| TASK DETAILS |
With the pictures left out, reproduce exactly the lines from the one containing "Which pixel sits on the long-handled" through the final line of the entries.

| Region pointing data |
═══

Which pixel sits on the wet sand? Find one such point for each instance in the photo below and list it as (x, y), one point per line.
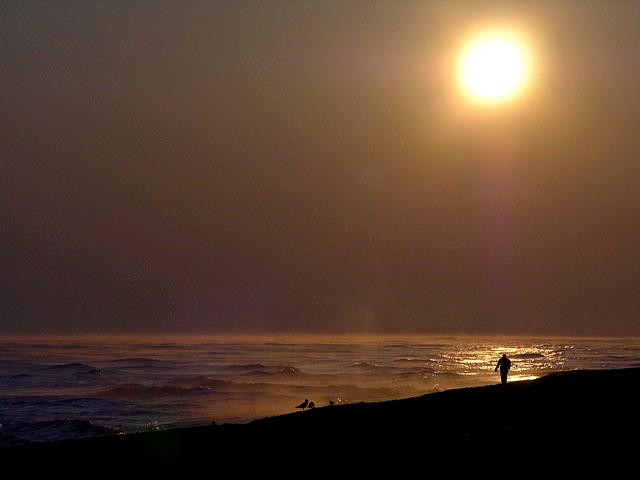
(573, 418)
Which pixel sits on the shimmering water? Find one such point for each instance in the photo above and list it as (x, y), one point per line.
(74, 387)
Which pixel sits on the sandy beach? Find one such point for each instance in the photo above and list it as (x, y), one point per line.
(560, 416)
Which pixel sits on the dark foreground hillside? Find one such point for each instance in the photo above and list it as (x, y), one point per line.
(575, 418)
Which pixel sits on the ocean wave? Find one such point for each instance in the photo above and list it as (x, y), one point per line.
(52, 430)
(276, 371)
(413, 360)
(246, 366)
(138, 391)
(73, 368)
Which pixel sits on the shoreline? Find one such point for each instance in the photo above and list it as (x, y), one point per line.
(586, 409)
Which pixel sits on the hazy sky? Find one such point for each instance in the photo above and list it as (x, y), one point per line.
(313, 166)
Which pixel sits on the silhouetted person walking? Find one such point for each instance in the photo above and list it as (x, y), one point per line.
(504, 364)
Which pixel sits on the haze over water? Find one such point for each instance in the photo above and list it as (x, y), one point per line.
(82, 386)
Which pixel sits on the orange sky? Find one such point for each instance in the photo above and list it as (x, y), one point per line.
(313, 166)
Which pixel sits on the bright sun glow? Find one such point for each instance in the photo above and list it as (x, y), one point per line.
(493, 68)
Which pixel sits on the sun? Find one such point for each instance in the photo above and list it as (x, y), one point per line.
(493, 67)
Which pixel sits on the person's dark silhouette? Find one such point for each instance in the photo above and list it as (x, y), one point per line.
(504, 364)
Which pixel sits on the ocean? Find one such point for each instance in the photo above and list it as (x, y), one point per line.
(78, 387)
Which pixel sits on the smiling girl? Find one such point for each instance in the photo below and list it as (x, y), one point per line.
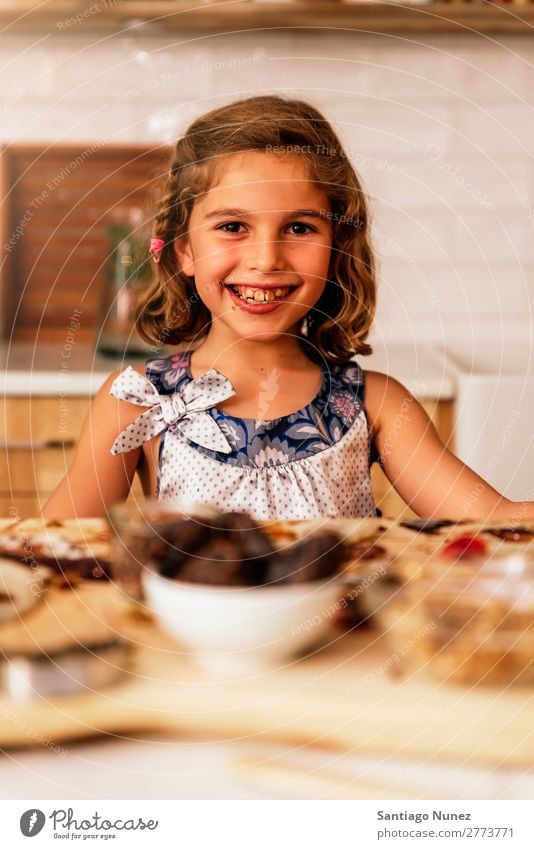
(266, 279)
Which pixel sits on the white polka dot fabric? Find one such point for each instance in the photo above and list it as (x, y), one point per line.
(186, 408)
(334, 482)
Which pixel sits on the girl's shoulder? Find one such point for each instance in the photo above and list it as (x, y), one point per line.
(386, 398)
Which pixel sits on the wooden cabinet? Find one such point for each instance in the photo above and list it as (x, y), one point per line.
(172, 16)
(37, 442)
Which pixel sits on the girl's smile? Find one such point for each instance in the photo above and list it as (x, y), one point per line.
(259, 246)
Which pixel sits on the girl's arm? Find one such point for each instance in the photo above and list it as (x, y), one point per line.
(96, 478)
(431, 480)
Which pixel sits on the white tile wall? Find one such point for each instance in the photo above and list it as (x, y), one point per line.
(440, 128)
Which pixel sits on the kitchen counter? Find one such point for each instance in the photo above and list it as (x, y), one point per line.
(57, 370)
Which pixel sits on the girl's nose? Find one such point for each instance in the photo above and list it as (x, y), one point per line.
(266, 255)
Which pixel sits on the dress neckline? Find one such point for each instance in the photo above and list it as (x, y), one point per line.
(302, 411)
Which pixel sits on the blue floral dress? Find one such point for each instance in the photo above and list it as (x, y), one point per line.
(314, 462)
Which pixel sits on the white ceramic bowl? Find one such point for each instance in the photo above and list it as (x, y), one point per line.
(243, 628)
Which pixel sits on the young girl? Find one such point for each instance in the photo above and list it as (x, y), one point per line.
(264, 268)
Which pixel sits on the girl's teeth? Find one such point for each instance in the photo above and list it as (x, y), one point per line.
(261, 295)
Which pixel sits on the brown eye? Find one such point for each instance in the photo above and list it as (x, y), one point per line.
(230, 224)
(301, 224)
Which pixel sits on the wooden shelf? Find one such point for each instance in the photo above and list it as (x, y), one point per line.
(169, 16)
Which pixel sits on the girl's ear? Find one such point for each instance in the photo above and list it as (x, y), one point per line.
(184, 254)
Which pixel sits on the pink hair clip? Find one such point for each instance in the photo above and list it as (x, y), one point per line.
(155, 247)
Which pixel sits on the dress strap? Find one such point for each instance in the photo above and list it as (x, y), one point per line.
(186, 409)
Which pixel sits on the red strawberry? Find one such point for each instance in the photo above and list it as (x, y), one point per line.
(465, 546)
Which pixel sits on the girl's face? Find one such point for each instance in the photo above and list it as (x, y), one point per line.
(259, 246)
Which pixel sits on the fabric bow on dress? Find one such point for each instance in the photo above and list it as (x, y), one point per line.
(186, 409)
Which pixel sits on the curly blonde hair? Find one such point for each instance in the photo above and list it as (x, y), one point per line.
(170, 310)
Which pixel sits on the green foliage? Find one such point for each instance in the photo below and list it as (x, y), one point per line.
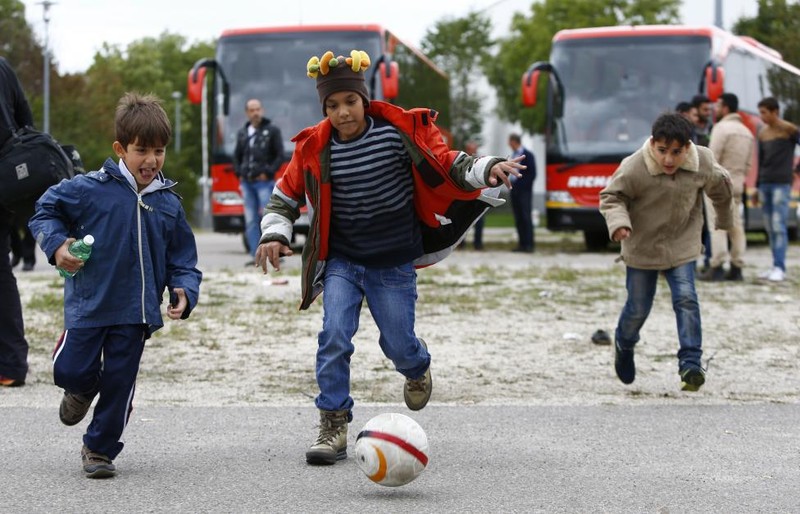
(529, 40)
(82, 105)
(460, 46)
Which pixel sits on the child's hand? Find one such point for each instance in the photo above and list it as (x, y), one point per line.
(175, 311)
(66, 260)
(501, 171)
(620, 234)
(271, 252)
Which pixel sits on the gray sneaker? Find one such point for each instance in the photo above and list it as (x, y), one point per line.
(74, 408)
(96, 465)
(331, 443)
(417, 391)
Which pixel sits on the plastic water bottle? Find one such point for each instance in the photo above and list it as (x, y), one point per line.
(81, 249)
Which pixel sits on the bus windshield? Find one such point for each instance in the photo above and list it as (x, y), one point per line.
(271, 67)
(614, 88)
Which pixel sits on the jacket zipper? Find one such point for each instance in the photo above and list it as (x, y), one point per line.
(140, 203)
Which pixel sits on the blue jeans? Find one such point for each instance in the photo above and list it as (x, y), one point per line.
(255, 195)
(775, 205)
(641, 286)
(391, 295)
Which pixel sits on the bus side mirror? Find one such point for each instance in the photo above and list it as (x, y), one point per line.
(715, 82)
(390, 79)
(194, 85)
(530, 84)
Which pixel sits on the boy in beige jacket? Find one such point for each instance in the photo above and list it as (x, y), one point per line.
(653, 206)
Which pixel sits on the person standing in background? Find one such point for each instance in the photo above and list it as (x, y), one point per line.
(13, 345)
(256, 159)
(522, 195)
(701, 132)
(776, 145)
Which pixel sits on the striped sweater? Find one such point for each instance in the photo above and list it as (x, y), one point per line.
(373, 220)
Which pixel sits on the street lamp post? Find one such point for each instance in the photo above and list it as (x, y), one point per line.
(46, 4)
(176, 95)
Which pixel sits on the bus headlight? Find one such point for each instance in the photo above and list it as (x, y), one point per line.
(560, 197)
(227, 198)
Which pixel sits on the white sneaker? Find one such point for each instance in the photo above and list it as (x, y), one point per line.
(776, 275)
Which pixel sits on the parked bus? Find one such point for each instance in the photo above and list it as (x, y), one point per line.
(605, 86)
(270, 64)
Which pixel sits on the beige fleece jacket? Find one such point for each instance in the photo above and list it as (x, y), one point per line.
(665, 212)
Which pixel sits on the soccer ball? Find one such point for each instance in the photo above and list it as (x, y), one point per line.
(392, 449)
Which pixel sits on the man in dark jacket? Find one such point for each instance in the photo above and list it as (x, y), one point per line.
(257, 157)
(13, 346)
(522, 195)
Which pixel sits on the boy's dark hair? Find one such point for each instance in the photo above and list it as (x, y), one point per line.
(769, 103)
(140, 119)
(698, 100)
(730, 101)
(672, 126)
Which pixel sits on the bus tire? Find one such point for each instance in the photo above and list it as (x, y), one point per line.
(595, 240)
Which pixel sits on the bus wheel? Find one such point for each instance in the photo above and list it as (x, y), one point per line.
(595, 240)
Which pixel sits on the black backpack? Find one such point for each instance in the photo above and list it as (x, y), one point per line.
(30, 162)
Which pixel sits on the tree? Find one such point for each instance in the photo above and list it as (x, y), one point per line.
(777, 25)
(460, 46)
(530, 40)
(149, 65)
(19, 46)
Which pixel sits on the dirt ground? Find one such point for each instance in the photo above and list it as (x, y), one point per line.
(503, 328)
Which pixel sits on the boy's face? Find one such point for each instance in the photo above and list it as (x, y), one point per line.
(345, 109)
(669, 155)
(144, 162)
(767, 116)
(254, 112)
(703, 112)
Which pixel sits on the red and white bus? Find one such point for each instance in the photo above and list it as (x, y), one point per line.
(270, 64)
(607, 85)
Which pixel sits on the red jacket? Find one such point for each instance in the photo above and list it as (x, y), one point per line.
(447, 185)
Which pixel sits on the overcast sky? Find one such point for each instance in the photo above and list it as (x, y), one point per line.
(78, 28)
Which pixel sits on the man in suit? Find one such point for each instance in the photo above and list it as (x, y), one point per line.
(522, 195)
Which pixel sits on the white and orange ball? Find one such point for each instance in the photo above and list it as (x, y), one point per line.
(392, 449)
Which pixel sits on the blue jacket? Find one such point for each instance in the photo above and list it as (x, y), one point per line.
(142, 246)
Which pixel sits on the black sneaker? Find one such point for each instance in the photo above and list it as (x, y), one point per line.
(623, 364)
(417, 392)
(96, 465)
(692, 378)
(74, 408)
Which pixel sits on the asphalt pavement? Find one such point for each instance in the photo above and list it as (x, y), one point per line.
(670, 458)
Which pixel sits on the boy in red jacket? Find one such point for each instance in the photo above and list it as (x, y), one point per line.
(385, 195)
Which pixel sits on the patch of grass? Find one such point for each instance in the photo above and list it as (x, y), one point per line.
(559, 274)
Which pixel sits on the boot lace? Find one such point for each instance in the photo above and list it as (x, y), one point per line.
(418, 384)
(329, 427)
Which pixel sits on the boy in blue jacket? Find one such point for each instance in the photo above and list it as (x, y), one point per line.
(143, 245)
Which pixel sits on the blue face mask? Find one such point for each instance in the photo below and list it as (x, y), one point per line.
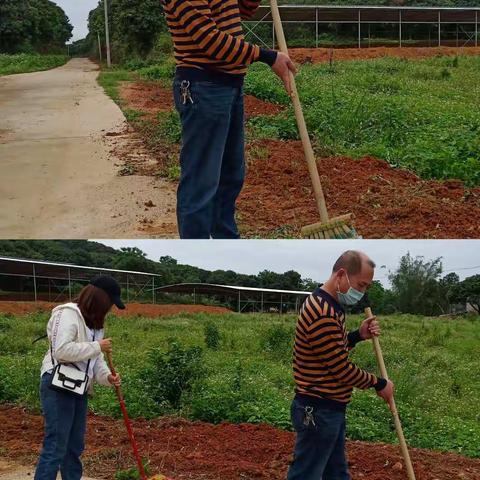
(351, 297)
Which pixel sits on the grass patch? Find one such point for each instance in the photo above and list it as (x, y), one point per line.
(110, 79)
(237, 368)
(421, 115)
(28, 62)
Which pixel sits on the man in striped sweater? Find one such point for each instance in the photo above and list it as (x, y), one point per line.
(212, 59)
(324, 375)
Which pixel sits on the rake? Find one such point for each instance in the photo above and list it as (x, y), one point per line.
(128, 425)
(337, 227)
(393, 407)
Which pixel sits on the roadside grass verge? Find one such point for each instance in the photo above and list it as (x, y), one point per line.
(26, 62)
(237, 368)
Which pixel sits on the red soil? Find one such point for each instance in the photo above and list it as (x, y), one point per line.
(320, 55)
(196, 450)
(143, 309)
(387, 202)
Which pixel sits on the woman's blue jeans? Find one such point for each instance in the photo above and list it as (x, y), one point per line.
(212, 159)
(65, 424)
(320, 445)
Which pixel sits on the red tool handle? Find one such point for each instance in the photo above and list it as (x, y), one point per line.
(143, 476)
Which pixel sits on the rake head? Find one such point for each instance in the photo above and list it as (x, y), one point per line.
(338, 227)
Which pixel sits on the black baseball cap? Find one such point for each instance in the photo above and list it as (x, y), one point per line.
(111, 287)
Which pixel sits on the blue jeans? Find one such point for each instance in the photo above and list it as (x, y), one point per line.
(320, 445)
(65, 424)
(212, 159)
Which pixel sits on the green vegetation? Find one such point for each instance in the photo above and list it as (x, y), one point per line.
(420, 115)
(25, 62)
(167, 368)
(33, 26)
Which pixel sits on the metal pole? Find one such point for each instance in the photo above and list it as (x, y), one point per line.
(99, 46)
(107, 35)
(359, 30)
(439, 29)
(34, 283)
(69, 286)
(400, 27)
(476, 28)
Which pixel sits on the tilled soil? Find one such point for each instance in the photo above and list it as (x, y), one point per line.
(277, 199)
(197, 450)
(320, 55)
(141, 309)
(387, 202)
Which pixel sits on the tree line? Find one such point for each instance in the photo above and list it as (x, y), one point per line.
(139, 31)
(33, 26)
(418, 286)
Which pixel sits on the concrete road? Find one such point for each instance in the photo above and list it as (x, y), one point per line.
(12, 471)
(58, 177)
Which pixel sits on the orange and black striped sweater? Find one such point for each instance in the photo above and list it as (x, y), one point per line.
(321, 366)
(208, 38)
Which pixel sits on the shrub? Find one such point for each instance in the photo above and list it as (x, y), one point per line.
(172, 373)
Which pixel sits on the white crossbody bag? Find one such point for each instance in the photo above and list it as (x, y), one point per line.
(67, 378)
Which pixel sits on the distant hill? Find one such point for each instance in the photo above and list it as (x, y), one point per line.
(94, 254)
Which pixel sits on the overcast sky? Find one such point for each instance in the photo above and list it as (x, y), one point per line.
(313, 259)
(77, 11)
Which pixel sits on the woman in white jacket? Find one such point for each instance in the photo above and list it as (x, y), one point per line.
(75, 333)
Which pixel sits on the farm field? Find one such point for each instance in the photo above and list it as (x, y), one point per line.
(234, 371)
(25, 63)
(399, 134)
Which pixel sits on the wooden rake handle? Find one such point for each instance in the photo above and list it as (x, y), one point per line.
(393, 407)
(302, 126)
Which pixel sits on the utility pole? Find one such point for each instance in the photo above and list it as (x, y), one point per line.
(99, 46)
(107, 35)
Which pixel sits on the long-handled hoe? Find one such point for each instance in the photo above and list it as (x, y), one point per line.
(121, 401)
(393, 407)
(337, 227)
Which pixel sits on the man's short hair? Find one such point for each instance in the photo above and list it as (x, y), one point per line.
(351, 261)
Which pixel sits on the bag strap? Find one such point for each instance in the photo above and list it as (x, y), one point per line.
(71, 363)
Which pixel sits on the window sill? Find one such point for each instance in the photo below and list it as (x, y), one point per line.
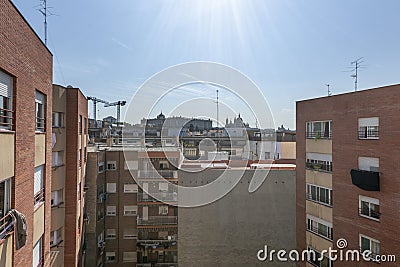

═══

| RESULT OF THIS EXERCISE |
Which pixel sits on the long-handled hoe? Find one such point for each instance in the photo above and list it as (x, y), one point per line.
(121, 401)
(393, 407)
(337, 227)
Which pixel sits on the man's short hair? Find one such point for each instance in the photo above and list it as (x, y), one point per line.
(351, 261)
Which pixel sits on the bag strap? Find one such point for each instance in the photo above and list it as (x, y), one point per line.
(71, 363)
Which pixel sits on the window sill? Find one such point for each instance in the photo below and list it as (x, y), one point per line.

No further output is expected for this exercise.